### [Records provided]
● ● ● ● ● ● ●

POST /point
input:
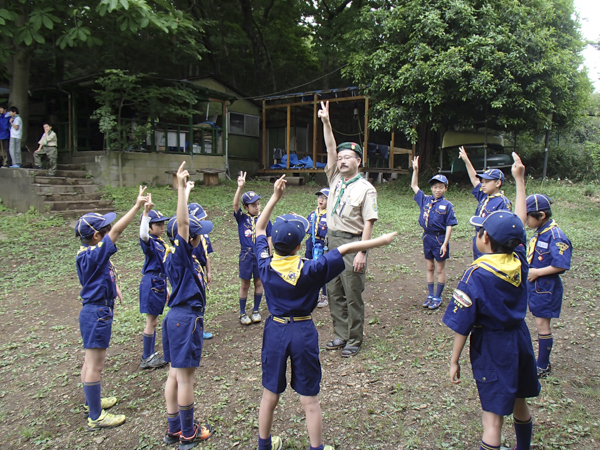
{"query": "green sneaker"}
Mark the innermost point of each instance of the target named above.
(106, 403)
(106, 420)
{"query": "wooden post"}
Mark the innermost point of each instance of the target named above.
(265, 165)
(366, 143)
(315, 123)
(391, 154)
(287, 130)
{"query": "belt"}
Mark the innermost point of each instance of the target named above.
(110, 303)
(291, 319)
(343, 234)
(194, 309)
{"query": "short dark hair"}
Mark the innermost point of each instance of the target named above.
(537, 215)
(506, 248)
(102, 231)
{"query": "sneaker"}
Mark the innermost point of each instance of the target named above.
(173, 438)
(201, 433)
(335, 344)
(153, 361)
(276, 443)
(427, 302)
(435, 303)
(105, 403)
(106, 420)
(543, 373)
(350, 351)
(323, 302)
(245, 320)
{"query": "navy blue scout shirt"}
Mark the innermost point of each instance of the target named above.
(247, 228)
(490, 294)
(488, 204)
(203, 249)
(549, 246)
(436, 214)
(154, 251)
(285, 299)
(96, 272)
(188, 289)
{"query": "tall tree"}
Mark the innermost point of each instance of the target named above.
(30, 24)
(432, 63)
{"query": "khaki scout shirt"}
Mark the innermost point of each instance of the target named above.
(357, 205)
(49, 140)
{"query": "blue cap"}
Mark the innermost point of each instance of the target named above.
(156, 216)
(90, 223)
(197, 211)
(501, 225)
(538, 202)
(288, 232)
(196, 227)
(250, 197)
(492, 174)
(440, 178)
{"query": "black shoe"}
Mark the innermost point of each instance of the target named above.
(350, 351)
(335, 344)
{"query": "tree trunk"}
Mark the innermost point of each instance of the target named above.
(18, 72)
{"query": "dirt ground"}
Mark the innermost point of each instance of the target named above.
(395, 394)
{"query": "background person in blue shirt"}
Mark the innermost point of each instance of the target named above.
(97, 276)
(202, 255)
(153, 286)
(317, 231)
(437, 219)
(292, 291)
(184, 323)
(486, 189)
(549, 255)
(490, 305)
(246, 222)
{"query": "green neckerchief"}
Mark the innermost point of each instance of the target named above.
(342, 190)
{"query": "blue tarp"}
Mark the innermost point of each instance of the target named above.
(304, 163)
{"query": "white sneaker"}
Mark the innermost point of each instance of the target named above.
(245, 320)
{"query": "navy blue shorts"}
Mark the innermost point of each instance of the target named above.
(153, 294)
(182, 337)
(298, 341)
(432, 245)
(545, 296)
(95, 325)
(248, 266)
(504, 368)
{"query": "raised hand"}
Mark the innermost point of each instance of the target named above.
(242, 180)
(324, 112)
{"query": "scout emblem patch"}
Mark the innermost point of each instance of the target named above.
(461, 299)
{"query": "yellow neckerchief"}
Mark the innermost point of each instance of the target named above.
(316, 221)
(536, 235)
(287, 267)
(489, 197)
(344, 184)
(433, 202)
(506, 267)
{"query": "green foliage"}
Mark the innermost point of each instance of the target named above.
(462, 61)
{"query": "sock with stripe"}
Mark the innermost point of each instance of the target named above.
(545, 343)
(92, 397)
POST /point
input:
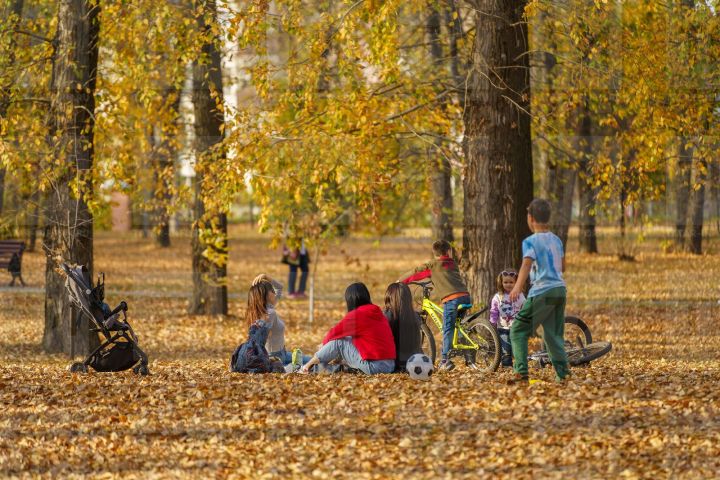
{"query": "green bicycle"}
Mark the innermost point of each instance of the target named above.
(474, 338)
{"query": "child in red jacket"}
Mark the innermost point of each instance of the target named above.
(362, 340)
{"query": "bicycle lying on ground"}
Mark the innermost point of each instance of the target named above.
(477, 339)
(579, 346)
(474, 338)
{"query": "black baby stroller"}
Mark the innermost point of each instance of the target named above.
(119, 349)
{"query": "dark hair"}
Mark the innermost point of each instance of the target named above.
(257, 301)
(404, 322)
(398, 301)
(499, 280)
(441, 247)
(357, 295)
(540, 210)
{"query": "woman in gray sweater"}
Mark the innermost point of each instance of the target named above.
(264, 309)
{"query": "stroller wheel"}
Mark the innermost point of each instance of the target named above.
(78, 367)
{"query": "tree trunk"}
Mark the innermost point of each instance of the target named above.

● ● ● ● ● ● ●

### [Instruction]
Leave out all images, then reproduce the entries above exactly.

### [Task answer]
POST /point
input:
{"query": "green sneaker"}
Mark the innermost point of each instance of the target named above.
(106, 403)
(106, 420)
{"query": "wooden post"}
Mark the innermost point of each instance of the target named above.
(265, 165)
(366, 143)
(315, 123)
(391, 154)
(287, 130)
{"query": "belt"}
Mark the innermost point of each instance of the target named above.
(110, 303)
(291, 319)
(343, 234)
(194, 309)
{"query": "short dark hair"}
Mark the innermost point of each instance of the target named above.
(537, 215)
(506, 248)
(102, 231)
{"query": "sneaker"}
Mark the innermost point of each instance of the target named above.
(173, 438)
(201, 433)
(335, 344)
(153, 361)
(276, 443)
(427, 302)
(435, 303)
(105, 403)
(106, 420)
(543, 373)
(350, 351)
(323, 302)
(245, 320)
{"query": "navy blue scout shirt"}
Mark the innermost point of each instance of the target named above.
(247, 228)
(490, 294)
(488, 204)
(203, 249)
(549, 246)
(436, 214)
(154, 251)
(285, 299)
(96, 272)
(188, 289)
{"query": "tall tree"}
Mark the innermost point of each instance of the target named above.
(30, 24)
(432, 63)
{"query": "khaki scout shirt"}
Mark the innermost point of each instance of the target named above.
(357, 205)
(49, 140)
{"query": "blue cap"}
Mark the innermost point of each instance of the target named above.
(156, 216)
(90, 223)
(197, 211)
(501, 225)
(538, 202)
(288, 232)
(196, 227)
(250, 197)
(492, 174)
(440, 178)
{"query": "black shoe"}
Mark the innermost point of each instance of the target named above.
(350, 351)
(335, 344)
{"query": "tree trunk"}
Mark the innermost point of each instance of the target named above.
(18, 72)
{"query": "dirt ground"}
Mark the innermost point of each instance of the target named above.
(395, 394)
{"query": "background person in blue shirt"}
Mark the innermost point of each instance of the target named above.
(97, 276)
(202, 255)
(153, 286)
(317, 231)
(437, 219)
(292, 291)
(184, 323)
(486, 189)
(549, 255)
(490, 305)
(246, 222)
{"query": "green neckerchief"}
Mark the innermost point of each instance of the target named above.
(342, 190)
{"query": "blue tarp"}
Mark the innermost point of each instance of the target named above.
(304, 163)
{"query": "white sneaker"}
Mark the innermost point of each instance of the target named above.
(245, 320)
{"query": "navy blue shorts"}
Mark the innermost point of each instance of the target named above.
(153, 294)
(182, 337)
(298, 341)
(432, 245)
(545, 296)
(95, 325)
(248, 266)
(504, 368)
{"query": "raised hand"}
Mark the innermost point of each instance of the target named above.
(242, 180)
(324, 112)
{"query": "scout emblem patch"}
Mark the innermost point of each instance of the target named above.
(461, 299)
{"query": "yellow neckerchief"}
Mark the innermost point of each instance of the target named above.
(316, 221)
(536, 235)
(287, 267)
(489, 197)
(344, 184)
(433, 202)
(506, 267)
{"query": "green foliage"}
Mark the innermost point of each instance of the target named above.
(462, 61)
{"query": "sock with stripe"}
Mark the innermost point of each instance of the target named above.
(545, 343)
(92, 397)
POST /point
input:
{"query": "green bicycle"}
Mark the innermost point of each instance of the target named above.
(474, 338)
{"query": "child in red jacket"}
Mark the innermost point of each instance of the target named above.
(362, 340)
{"query": "bicycle lying on ground"}
Mark the innermost point of each instance of the target named above.
(477, 339)
(579, 346)
(474, 338)
{"query": "black baby stroller"}
Mark the innermost point of each instance of the target named above.
(119, 349)
{"query": "dark hair"}
Mark the innermost point of each instance of the target named above.
(257, 301)
(404, 322)
(398, 301)
(499, 280)
(441, 247)
(357, 295)
(540, 210)
{"query": "woman in gray sweater"}
Mark the innermost point of each instance of the target named above.
(264, 309)
{"query": "stroller wheel"}
Mark the innermost point of each instance of the target named above.
(78, 367)
{"query": "tree trunk"}
Mark the innermost point of each instance of the target named above.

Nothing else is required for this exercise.